Write the next part of the forum thread, starting right after its last line.

**** Text section

Im so tempted to put that Demotivational Poster but wont because the mods may be watching 

Can anyone help a folk with a bloodlust problem?  Im a serious grudgeholder, and Im scared one day Im gonna get forced into afight and itll get out of hand, if you know what i mean.


----------



## Uro (Sep 14, 2009)

Takumi_L said:


> You seem to be a common internet attention whore.


Pretty much yea.



tyrant_wolf3939 said:


> Well, i see your point, but i am glad to be who i am. God made me this way, and this is how i will stay. I am glad to be a human.


ALL MIGHTY JESUS CHRIST. THE POWER COMPELS YOU!



Kitsune Dzelda said:


> Can anyone help a folk with a bloodlust problem?  Im a serious grudgeholder, and Im scared one day Im gonna get forced into afight and itll get out of hand, if you know what i mean.


RPing doesn't work in real life. Just thought I'd let ya know.


----------



## AlienkittyII (Sep 14, 2009)

********
**** Raw data

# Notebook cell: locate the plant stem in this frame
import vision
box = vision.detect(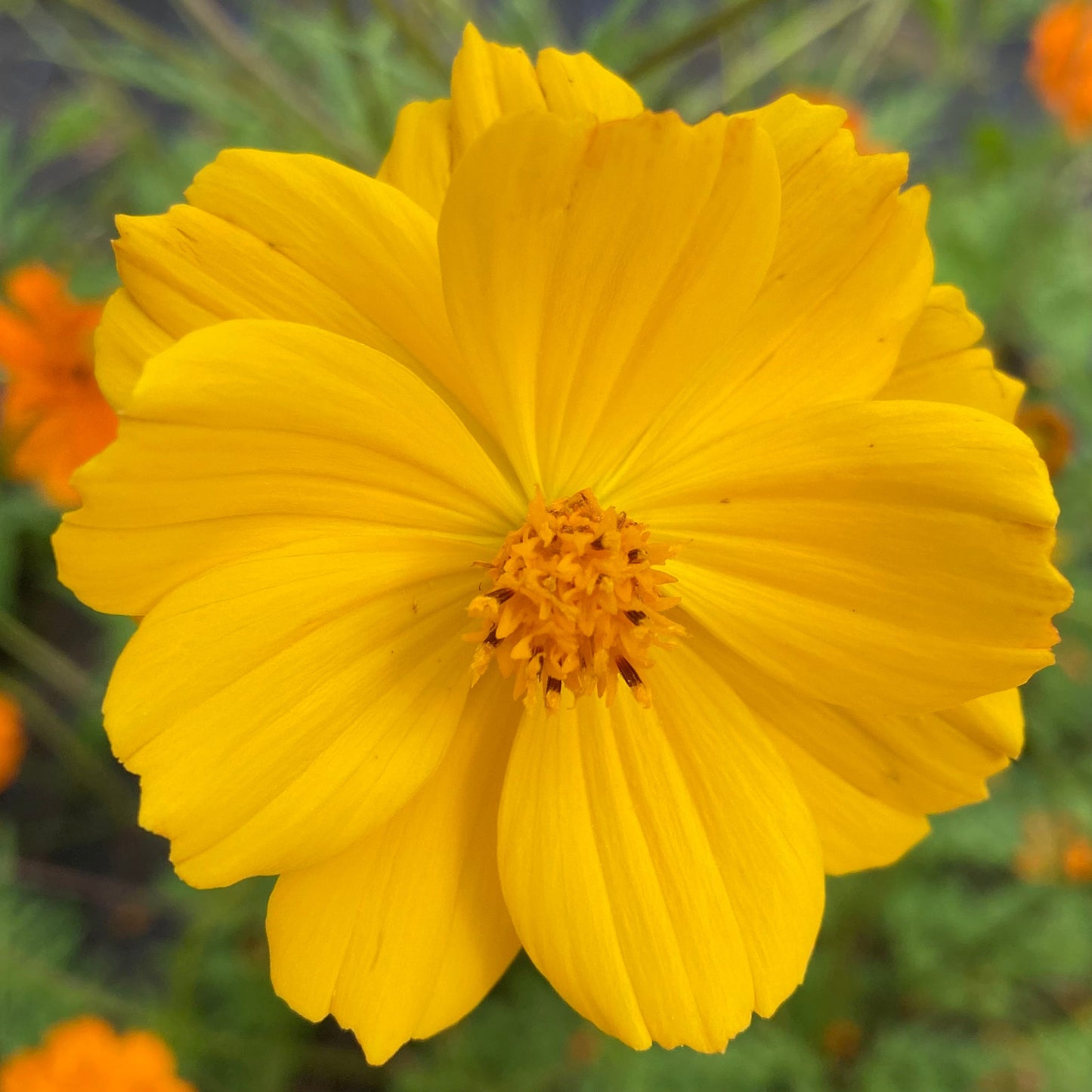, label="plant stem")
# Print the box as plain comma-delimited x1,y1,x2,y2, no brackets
168,0,360,159
0,611,103,705
623,0,766,82
371,0,451,83
724,0,876,105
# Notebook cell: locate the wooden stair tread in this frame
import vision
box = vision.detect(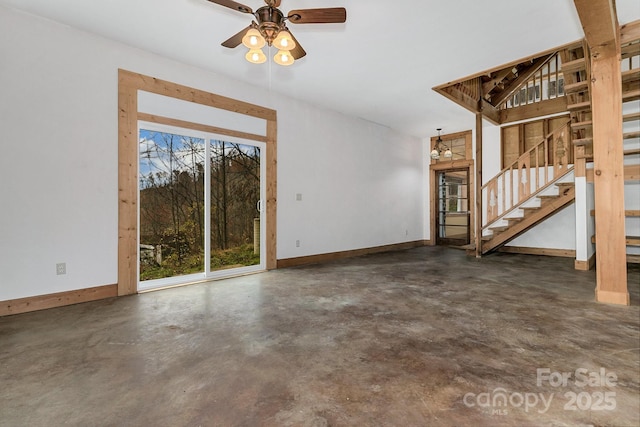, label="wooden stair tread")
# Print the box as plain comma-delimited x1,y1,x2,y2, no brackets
591,236,640,246
560,58,587,73
622,111,640,122
590,209,640,216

********

Result of this task:
tyrant_wolf3939 said:


> Well, i see your point, but i am glad to be who i am. God made me this way, and this is how i will stay. I am glad to be a human.



XD cool. you have the same avatar that my bf has at another web site


----------



## AlienkittyII (Sep 15, 2009)

Takumi_L said:


> You seem to be a common internet attention whore.



I am not attention whore, I am an info whore.


----------



## twelvestring (Sep 15, 2009)

So it is a spiritual thing for you right. Nothing wrong with that. Some people will say you're weird and you took a wrong turn in life. But we are nothing more than the accumulation of the events in our lives. This is just the path that the events in your life lead you. Most people think timothy treadwell was messed up. But he still lived his life the way he wanted...you know until he was eaten. In any case I don't think anythings wrong with ya.


----------



## Kitsune Dzelda (Sep 16, 2009)

Wish folks'd say that about me.

 Its make moving and generally lif ein general alot more bearable.


----------



## twelvestring (Sep 16, 2009)

Kitsune Dzelda said:


> Wish folks'd say that about me.
> 
> Its make moving and generally lif ein general alot more bearable.


I don't know your situation but it applies to pretty much everyone.:smile:


----------



## Kitsune Dzelda (Sep 16, 2009)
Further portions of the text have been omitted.